É importante lembrar o significado de Getúlio Vargas para a criação do Brasil moderno, independentemente de suas posições políticas em alguns temas. Daniel SB trouxe a baila o tema, ao divulgar um texto de Paulo Gala sobre Getúlio. Esse que se segue:
"Você já parou para pensar por que um presidente que morreu há 70 anos ainda causa tanto incômodo?
Getúlio Vargas foi derrubado duas vezes. Sofreu boicote dos Estados Unidos. Foi atacado pela grande imprensa. Enfrentou resistência da elite econômica. E mesmo assim, criou praticamente tudo que transformou o Brasil de economia colonial em potência industrial. A CSN, a Petrobras, a Vale, a CLT, o Ministério do Trabalho, o BNDES, a política de substituição de importações.
Nenhum outro presidente brasileiro teve capacidade de transformação estrutural comparável.
Hoje vou te mostrar exatamente o que ele construiu — e por que essas 7 criações ainda incomodam tanto quem prefere um Brasil subordinado.
Vamos direto ao ponto.
A CSN nasceu quando todos diziam que o Brasil não tinha capacidade de produzir aço.
A elite econômica da época ridicularizava a ideia.

TAREFAS A REALIZAR ▸
(A) Traduza para o inglês a seguinte frase do texto sobre Getúlio Vargas: "Nenhum outro presidente brasileiro teve capacidade de transformação estrutural comparável."
(B) Edite a listagem inteira, substituindo "Put down" por "Place" e mantendo todo o restante inalterado. Omita as imagens na resposta.
O texto e a listagem provêm de fontes distintas.

Registros do conjunto de dados
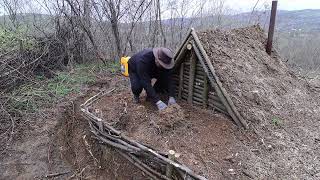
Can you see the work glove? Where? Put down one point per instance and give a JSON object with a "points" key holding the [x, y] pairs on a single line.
{"points": [[171, 101], [161, 105]]}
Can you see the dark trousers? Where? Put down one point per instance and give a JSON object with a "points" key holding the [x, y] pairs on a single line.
{"points": [[160, 86]]}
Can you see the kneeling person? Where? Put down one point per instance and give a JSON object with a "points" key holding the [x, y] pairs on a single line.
{"points": [[152, 63]]}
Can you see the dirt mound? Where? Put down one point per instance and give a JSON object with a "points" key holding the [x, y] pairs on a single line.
{"points": [[171, 116], [208, 142], [281, 107]]}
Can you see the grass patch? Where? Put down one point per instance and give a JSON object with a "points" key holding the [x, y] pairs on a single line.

PROBLEMAS RESOLVIDOS ▸
(A) No other Brazilian president had a comparable capacity for structural transformation.

(B)
Can you see the work glove? Where? Place one point per instance and give a JSON object with a "points" key holding the [x, y] pairs on a single line.
{"points": [[171, 101], [161, 105]]}
Can you see the dark trousers? Where? Place one point per instance and give a JSON object with a "points" key holding the [x, y] pairs on a single line.
{"points": [[160, 86]]}
Can you see the kneeling person? Where? Place one point per instance and give a JSON object with a "points" key holding the [x, y] pairs on a single line.
{"points": [[152, 63]]}
Can you see the dirt mound? Where? Place one point per instance and give a JSON object with a "points" key holding the [x, y] pairs on a single line.
{"points": [[171, 116], [208, 142], [281, 107]]}
Can you see the grass patch? Where? Place one point per instance and give a JSON object with a "points" key holding the [x, y] pairs on a single line.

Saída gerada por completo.